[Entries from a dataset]
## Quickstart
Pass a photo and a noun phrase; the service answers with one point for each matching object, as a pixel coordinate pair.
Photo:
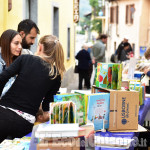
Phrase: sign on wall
(76, 11)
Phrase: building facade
(52, 17)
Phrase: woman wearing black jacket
(38, 79)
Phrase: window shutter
(127, 14)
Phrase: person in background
(38, 79)
(84, 58)
(121, 46)
(90, 62)
(147, 69)
(10, 49)
(98, 50)
(39, 117)
(122, 55)
(28, 31)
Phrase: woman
(10, 50)
(84, 58)
(37, 77)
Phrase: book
(58, 130)
(79, 101)
(98, 110)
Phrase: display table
(130, 135)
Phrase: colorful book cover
(116, 76)
(60, 113)
(98, 110)
(102, 73)
(119, 83)
(109, 77)
(79, 100)
(140, 90)
(56, 113)
(72, 113)
(65, 118)
(52, 113)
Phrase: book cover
(102, 73)
(98, 110)
(79, 101)
(109, 78)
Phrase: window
(115, 47)
(68, 43)
(130, 9)
(114, 14)
(56, 21)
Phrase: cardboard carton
(63, 144)
(124, 108)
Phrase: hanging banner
(76, 11)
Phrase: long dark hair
(5, 41)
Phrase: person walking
(10, 49)
(38, 79)
(98, 50)
(28, 31)
(84, 58)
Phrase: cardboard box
(124, 108)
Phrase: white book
(57, 130)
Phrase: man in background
(98, 50)
(28, 31)
(121, 46)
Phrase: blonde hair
(53, 50)
(147, 53)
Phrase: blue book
(98, 110)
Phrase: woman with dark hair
(38, 79)
(10, 49)
(122, 54)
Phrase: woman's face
(15, 45)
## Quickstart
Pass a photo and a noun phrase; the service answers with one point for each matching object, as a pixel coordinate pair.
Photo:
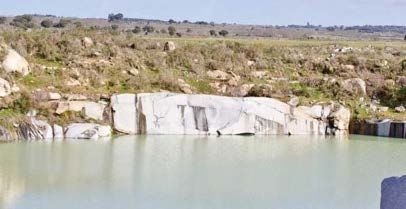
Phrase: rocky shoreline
(182, 114)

TASK DESCRIPTION: Each line of the data is to be duplicated exactly; pictures stay out of the copy.

COMPLETED EXERCISE:
## Quickstart
Pass a photo and a noun phrase; the service answers with one point for each matching object, as a pixel coordinate pair.
Photo:
Phrase: sign on wall
(76, 11)
Phrase: building facade
(52, 17)
Phrase: woman wearing black jacket
(38, 79)
Phrase: window shutter
(127, 14)
Phrase: person in background
(38, 79)
(84, 58)
(121, 46)
(90, 62)
(147, 69)
(10, 49)
(98, 50)
(39, 117)
(122, 55)
(28, 31)
Phrase: woman
(10, 50)
(84, 58)
(37, 77)
Phrase: book
(58, 130)
(79, 101)
(98, 110)
Phrase: display table
(130, 135)
Phrase: colorful book cover
(116, 76)
(60, 113)
(98, 110)
(102, 73)
(119, 83)
(109, 77)
(79, 100)
(140, 90)
(56, 113)
(72, 113)
(65, 118)
(52, 113)
Phrase: book cover
(102, 73)
(98, 110)
(79, 101)
(109, 78)
Phrase: window
(115, 47)
(68, 43)
(130, 9)
(114, 14)
(56, 21)
Phrase: cardboard carton
(63, 144)
(124, 108)
Phrase: hanging banner
(76, 11)
Phrase: long dark hair
(5, 41)
Phrase: person walking
(10, 49)
(38, 79)
(98, 50)
(28, 31)
(84, 58)
Phrase: cardboard box
(124, 108)
Phrase: white book
(57, 130)
Phrase: man in background
(98, 50)
(28, 31)
(121, 46)
Phrase: blonde hair
(53, 50)
(147, 53)
Phrase: blue book
(98, 110)
Phrase: woman with dark hair
(38, 79)
(10, 49)
(122, 54)
Phrase: woman's face
(15, 45)
## Quickstart
Pass a photo and a noun phrase; the service answers with one point for each matching object, as a pixel coordinate pair.
Photo:
Phrase: rocky shoreline
(182, 114)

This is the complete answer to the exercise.